__Provided passage__.
○ ○ ○ ○ ○

SHOP
Shop!
DISCOVER
Library
DISCUSS
Forums
 

2009/08/27

Building an Oracle Data Vault – Part 3: Loading HUBS AND LINKS

Filed under: DV Model & Methodology — Bruce McCartney @ 08:18

Here we will load the HUBS and LINKS using simple Oracle PL/SQL.  Loading HUBS is pretty straight forward.  Following is a flow diagram.  Using PL/SQL, I will use the Oracle MERGE command to perform a set-based UPSERT.  This technique scales well.

Here is a code snippet in (PL/SQL) , note that we only have one STG source for this HUB.  If there were more, I simply UNION all the sources together in the SELECT.

○ ○ ○ ○ ○

__Problem requirements__.
Name every SQL command or operation that the Data Vault post writes in capital letters.

__Source data__.
○ ○ ○ ○ ○

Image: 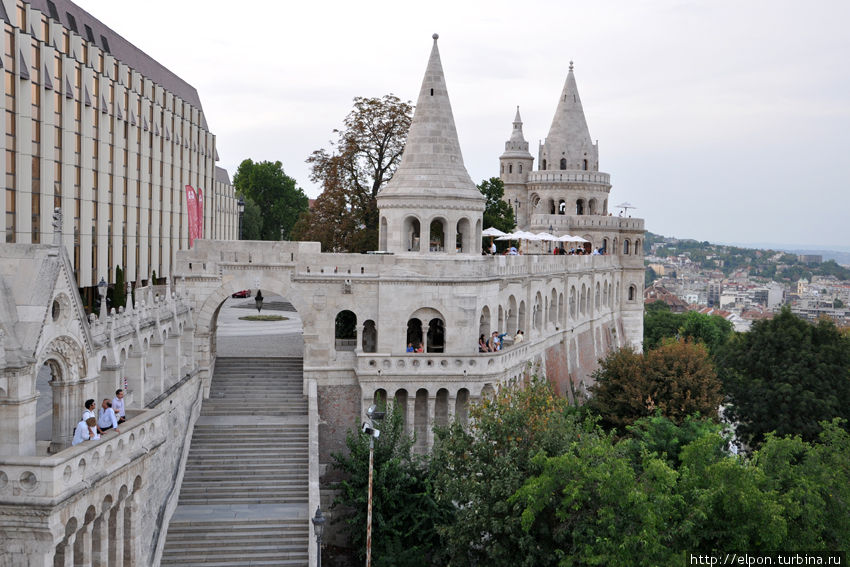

○ ○ ○ ○ ○

__Response to this exercise__.
MERGE, UPSERT, UNION, SELECT